__SELECTED EXCERPT__
** begin **

Me nec tam patiens Lacedæmon,

Nec tam Larissa percussit campus opimæ,

Quam domus Albuneæ resonantis,

Et præceps Anio, et Tiburni lacus, et uda
Mobilibus pomaria rivis.

Not fair Larissa's fruitful shore,
Nor Lacedæmon charms me more,
Than high Albunea's airy walls
Resounding with her waterfalls,
And Tivoli's delightful shades,
And Anio rolling in cascades,

That through the flow'ry meadows glides,
And all the beauteous scene divides.

Lib. i. Od. 7.

I remember monsieur Dacier explains mobilibus by ductilibus, and believes that the word relates to the conduits, pipes, and canals that were made to distribute the waters up and down, according to the pleasure of the owner. But any one who sees the

Teverone must be of another opinion, and conclude it to be one of the most moveable rivers in the world, that has its stream broken by such a multitude of cascades, and is so often shifted out of one channel into another. After a very turbulent and noisy course of several miles among the rocks and mountains, the Teverone falls into the valley before mentioned, where it recovers its temper, as it were, by little and little, and after many turns and windings glides peaceably into the Tiber. In which sense we are to understand Silius Italicus's description to give it its proper beauty:

Sulphureis gelidus quà serpit leniter undis

Ad genitorem Anio, labens sine murmure, Tibrim. Lib. 12.

** end **

__TASK TO COMPLETE__
Answer these questions about the passage on the Teverone:
(a) In the English verse, which two places does the speaker name as charming no more than Albunea and Tivoli?
(b) Who is said to explain "mobilibus" by "ductilibus"?
(c) Into which river does the Teverone finally glide?

A block of data

** begin **

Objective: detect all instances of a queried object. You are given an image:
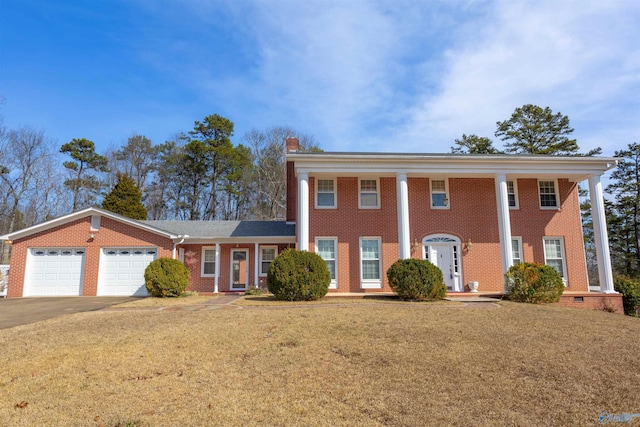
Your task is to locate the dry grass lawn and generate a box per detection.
[113,295,218,308]
[0,302,640,426]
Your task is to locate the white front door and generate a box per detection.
[424,242,462,292]
[231,249,249,291]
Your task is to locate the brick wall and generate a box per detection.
[7,215,173,298]
[304,177,588,292]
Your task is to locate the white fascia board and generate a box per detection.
[182,236,296,245]
[290,155,617,180]
[0,208,177,240]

** end **

__ANSWER TO THE TASK__
(a) Larissa's fruitful shore and Lacedæmon.
(b) Monsieur Dacier.
(c) The Tiber.